<<<<

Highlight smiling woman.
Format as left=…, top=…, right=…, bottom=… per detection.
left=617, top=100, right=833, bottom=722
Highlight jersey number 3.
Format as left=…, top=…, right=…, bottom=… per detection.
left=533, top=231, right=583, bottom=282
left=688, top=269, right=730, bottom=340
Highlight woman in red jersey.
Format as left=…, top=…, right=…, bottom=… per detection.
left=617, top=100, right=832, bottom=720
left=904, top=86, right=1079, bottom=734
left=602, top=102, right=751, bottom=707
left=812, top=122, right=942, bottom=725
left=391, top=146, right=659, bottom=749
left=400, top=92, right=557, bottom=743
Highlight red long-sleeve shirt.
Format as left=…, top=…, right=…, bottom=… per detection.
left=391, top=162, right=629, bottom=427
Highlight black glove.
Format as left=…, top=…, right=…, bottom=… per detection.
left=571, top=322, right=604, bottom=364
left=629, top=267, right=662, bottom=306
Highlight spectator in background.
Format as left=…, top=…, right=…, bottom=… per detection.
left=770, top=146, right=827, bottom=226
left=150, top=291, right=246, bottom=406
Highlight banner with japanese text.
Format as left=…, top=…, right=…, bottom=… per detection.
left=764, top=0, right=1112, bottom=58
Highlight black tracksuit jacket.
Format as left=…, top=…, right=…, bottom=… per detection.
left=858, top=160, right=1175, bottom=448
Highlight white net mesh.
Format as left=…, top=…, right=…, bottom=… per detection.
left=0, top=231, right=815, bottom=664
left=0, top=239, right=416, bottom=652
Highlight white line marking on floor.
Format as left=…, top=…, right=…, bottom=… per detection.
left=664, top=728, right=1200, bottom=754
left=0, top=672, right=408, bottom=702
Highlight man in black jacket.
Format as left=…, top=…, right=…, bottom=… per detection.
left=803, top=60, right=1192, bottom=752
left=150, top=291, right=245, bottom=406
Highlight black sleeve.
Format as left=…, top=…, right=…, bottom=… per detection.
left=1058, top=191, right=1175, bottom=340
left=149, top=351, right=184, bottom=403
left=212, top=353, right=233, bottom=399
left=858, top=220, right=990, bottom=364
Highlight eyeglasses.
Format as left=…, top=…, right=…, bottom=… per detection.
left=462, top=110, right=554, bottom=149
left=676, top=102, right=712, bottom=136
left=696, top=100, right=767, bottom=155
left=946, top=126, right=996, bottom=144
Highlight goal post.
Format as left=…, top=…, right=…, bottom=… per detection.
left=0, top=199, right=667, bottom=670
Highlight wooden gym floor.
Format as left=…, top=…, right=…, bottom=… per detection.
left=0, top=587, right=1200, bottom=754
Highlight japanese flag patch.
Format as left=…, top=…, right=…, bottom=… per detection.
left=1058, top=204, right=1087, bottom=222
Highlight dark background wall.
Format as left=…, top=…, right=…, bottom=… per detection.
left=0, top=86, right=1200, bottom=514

>>>>

AUFGABENSTELLUNG =>
Gib die obigen Zeilen als Markdown-Tabelle mit den Spalten „Nr“ und „Zeile“ aus, wobei „Nr“ die fortlaufende Zeilennummer enthält. Leerzeilen werden nicht übernommen.

ERGEBNIS =>
| Nr | Zeile |
|---|---|
| 1 | Highlight smiling woman. |
| 2 | Format as left=…, top=…, right=…, bottom=… per detection. |
| 3 | left=617, top=100, right=833, bottom=722 |
| 4 | Highlight jersey number 3. |
| 5 | Format as left=…, top=…, right=…, bottom=… per detection. |
| 6 | left=533, top=231, right=583, bottom=282 |
| 7 | left=688, top=269, right=730, bottom=340 |
| 8 | Highlight woman in red jersey. |
| 9 | Format as left=…, top=…, right=…, bottom=… per detection. |
| 10 | left=617, top=100, right=832, bottom=720 |
| 11 | left=904, top=86, right=1079, bottom=734 |
| 12 | left=602, top=102, right=751, bottom=707 |
| 13 | left=812, top=122, right=942, bottom=725 |
| 14 | left=391, top=146, right=659, bottom=749 |
| 15 | left=400, top=92, right=557, bottom=743 |
| 16 | Highlight red long-sleeve shirt. |
| 17 | Format as left=…, top=…, right=…, bottom=… per detection. |
| 18 | left=391, top=162, right=629, bottom=427 |
| 19 | Highlight black glove. |
| 20 | Format as left=…, top=…, right=…, bottom=… per detection. |
| 21 | left=571, top=322, right=604, bottom=364 |
| 22 | left=629, top=267, right=662, bottom=306 |
| 23 | Highlight spectator in background. |
| 24 | Format as left=…, top=…, right=…, bottom=… per detection. |
| 25 | left=770, top=146, right=827, bottom=226 |
| 26 | left=150, top=291, right=246, bottom=406 |
| 27 | Highlight banner with japanese text. |
| 28 | Format as left=…, top=…, right=…, bottom=… per detection. |
| 29 | left=764, top=0, right=1112, bottom=58 |
| 30 | Highlight black tracksuit jacket. |
| 31 | Format as left=…, top=…, right=…, bottom=… per detection. |
| 32 | left=858, top=160, right=1175, bottom=448 |
| 33 | Highlight white net mesh. |
| 34 | Format as left=…, top=…, right=…, bottom=… per detection. |
| 35 | left=0, top=231, right=815, bottom=664 |
| 36 | left=0, top=239, right=416, bottom=652 |
| 37 | Highlight white line marking on floor. |
| 38 | Format as left=…, top=…, right=…, bottom=… per detection. |
| 39 | left=664, top=728, right=1200, bottom=754 |
| 40 | left=0, top=672, right=408, bottom=702 |
| 41 | Highlight man in black jacket. |
| 42 | Format as left=…, top=…, right=…, bottom=… per detection. |
| 43 | left=803, top=60, right=1192, bottom=752 |
| 44 | left=150, top=291, right=245, bottom=406 |
| 45 | Highlight black sleeve. |
| 46 | Format as left=…, top=…, right=…, bottom=… per detection. |
| 47 | left=1058, top=191, right=1175, bottom=340 |
| 48 | left=149, top=351, right=184, bottom=403 |
| 49 | left=212, top=353, right=233, bottom=399 |
| 50 | left=858, top=220, right=990, bottom=364 |
| 51 | Highlight eyeglasses. |
| 52 | Format as left=…, top=…, right=…, bottom=… per detection. |
| 53 | left=462, top=110, right=554, bottom=149 |
| 54 | left=676, top=102, right=712, bottom=136 |
| 55 | left=696, top=100, right=767, bottom=155 |
| 56 | left=946, top=126, right=996, bottom=144 |
| 57 | Highlight goal post. |
| 58 | Format as left=…, top=…, right=…, bottom=… per detection. |
| 59 | left=0, top=199, right=667, bottom=670 |
| 60 | Highlight wooden gym floor. |
| 61 | Format as left=…, top=…, right=…, bottom=… per detection. |
| 62 | left=0, top=587, right=1200, bottom=754 |
| 63 | Highlight japanese flag patch. |
| 64 | Format as left=…, top=…, right=…, bottom=… per detection. |
| 65 | left=1058, top=204, right=1087, bottom=222 |
| 66 | Highlight dark background wall. |
| 67 | Format as left=…, top=…, right=…, bottom=… per detection. |
| 68 | left=0, top=86, right=1200, bottom=514 |